Exercise details: Write out the data again in full, keeping every character the same.

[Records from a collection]

────────

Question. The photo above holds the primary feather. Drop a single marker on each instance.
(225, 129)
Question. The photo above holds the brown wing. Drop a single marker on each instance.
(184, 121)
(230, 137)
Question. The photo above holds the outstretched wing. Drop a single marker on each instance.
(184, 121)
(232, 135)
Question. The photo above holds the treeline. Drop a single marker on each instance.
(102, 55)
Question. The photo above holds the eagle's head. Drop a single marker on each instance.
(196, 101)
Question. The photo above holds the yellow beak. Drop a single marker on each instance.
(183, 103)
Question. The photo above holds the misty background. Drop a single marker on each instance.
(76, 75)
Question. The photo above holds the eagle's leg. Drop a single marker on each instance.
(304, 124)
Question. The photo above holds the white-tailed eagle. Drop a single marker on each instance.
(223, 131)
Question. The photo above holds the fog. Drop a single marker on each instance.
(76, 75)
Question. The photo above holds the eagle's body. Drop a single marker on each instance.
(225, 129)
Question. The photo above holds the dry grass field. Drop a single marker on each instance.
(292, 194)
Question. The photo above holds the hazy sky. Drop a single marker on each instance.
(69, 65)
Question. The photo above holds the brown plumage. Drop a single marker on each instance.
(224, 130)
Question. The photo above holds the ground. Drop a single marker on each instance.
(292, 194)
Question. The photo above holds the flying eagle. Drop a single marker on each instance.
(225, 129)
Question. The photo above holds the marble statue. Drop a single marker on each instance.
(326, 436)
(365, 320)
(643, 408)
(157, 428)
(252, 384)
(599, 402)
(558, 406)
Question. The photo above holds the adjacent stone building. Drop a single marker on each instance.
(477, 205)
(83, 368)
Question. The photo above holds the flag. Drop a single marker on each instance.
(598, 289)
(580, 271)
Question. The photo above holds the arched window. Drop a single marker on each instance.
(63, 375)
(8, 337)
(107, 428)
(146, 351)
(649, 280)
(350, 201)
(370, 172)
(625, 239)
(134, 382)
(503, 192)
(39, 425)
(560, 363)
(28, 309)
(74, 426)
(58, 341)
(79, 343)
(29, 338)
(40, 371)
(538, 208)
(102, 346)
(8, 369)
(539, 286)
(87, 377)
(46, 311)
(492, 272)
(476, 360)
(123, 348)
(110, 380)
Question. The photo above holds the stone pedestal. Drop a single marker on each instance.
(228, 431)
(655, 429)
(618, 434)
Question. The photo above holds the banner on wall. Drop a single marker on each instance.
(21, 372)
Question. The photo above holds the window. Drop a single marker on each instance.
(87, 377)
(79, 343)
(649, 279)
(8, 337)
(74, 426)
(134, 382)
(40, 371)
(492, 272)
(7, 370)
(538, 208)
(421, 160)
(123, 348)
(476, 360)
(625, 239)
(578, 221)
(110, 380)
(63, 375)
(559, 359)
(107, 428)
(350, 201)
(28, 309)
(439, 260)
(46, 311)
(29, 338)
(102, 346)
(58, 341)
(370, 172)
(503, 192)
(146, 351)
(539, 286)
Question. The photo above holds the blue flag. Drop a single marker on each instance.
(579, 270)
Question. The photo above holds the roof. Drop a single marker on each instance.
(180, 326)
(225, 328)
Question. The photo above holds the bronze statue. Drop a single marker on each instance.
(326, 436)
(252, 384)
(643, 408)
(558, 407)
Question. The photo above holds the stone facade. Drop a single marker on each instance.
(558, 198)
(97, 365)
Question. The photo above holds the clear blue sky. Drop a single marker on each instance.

────────

Finished task:
Question. The photo above holds the primary feather. Drop a single marker on each instance.
(225, 129)
Question. The photo above holds the brown wing. Drop a single marker on each instance.
(184, 121)
(230, 137)
Question. The photo above holds the outstretched wing. Drop a single marker on each instance.
(184, 121)
(232, 135)
Question. The photo above holds the treeline. Drop a single marker on each instance.
(102, 55)
Question. The photo above holds the eagle's head. Drop a single marker on each instance.
(196, 101)
Question. The photo above holds the yellow beak. Drop a single marker on each instance.
(183, 103)
Question. The photo above holds the misty background. Drop a single marker on each instance.
(76, 75)
Question. The photo above holds the eagle's leg. Drop a single marker on each instance.
(304, 124)
Question. The photo above holds the white-tailed eagle. Drop a single marker on each instance.
(223, 131)
Question. The photo above holds the fog. Drop a single marker on each instance.
(76, 75)
Question. The photo above holds the eagle's body. Drop a single marker on each instance.
(225, 129)
Question. The photo above holds the dry grass field. Drop a single marker on each instance.
(292, 194)
Question. The photo above holds the hazy sky. Drop a single marker on each instance.
(69, 65)
Question. The photo above holds the brown plumage. Drop a single marker on each instance.
(224, 130)
Question. The photo above holds the ground. Drop a single marker on each instance.
(292, 194)
Question. The photo above holds the flying eagle. Drop a single marker on each instance.
(225, 129)
Question. The photo above holds the marble statue. Drop a single marker on each instance.
(326, 436)
(365, 320)
(643, 408)
(157, 428)
(252, 384)
(599, 402)
(558, 406)
Question. The photo above holds the adjacent stone building. Drop a single marker on each instance.
(477, 205)
(83, 368)
Question. The photo above holds the flag. Drop a single marker on each instance.
(598, 289)
(580, 271)
Question. The photo above holds the arched window. Drop a single marker on each instance.
(63, 375)
(8, 337)
(107, 428)
(146, 351)
(649, 280)
(350, 201)
(370, 172)
(625, 239)
(134, 382)
(503, 192)
(39, 425)
(560, 363)
(28, 309)
(74, 426)
(58, 341)
(79, 343)
(29, 338)
(40, 371)
(538, 208)
(102, 346)
(8, 369)
(539, 286)
(87, 377)
(46, 311)
(492, 272)
(476, 360)
(123, 348)
(110, 380)
Question. The photo above holds the stone pedestal. Drop a single marker on each instance.
(228, 431)
(655, 429)
(618, 434)
Question. The photo above holds the banner on wall. Drop a single marker on each instance.
(21, 372)
Question. The photo above holds the window. Drop a single marker on each instance.
(87, 377)
(79, 343)
(649, 279)
(8, 337)
(74, 426)
(134, 382)
(40, 371)
(492, 272)
(7, 370)
(538, 208)
(421, 160)
(123, 348)
(476, 360)
(625, 239)
(578, 221)
(110, 380)
(63, 375)
(559, 359)
(107, 428)
(350, 201)
(28, 309)
(439, 260)
(46, 311)
(29, 338)
(102, 346)
(58, 341)
(370, 172)
(503, 192)
(146, 351)
(539, 286)
Question. The photo above holds the blue flag. Drop a single marker on each instance.
(579, 270)
Question. The photo above holds the roof. Drop a single marker on each instance.
(180, 326)
(225, 328)
Question. The photo above holds the bronze statue. Drop a single marker on each instance.
(326, 436)
(252, 384)
(643, 408)
(558, 407)
Question. The photo above holds the stone facade. Drop a single marker on each instance.
(558, 198)
(97, 365)
Question. The photo above holds the clear blue sky. Drop a single marker on each instance.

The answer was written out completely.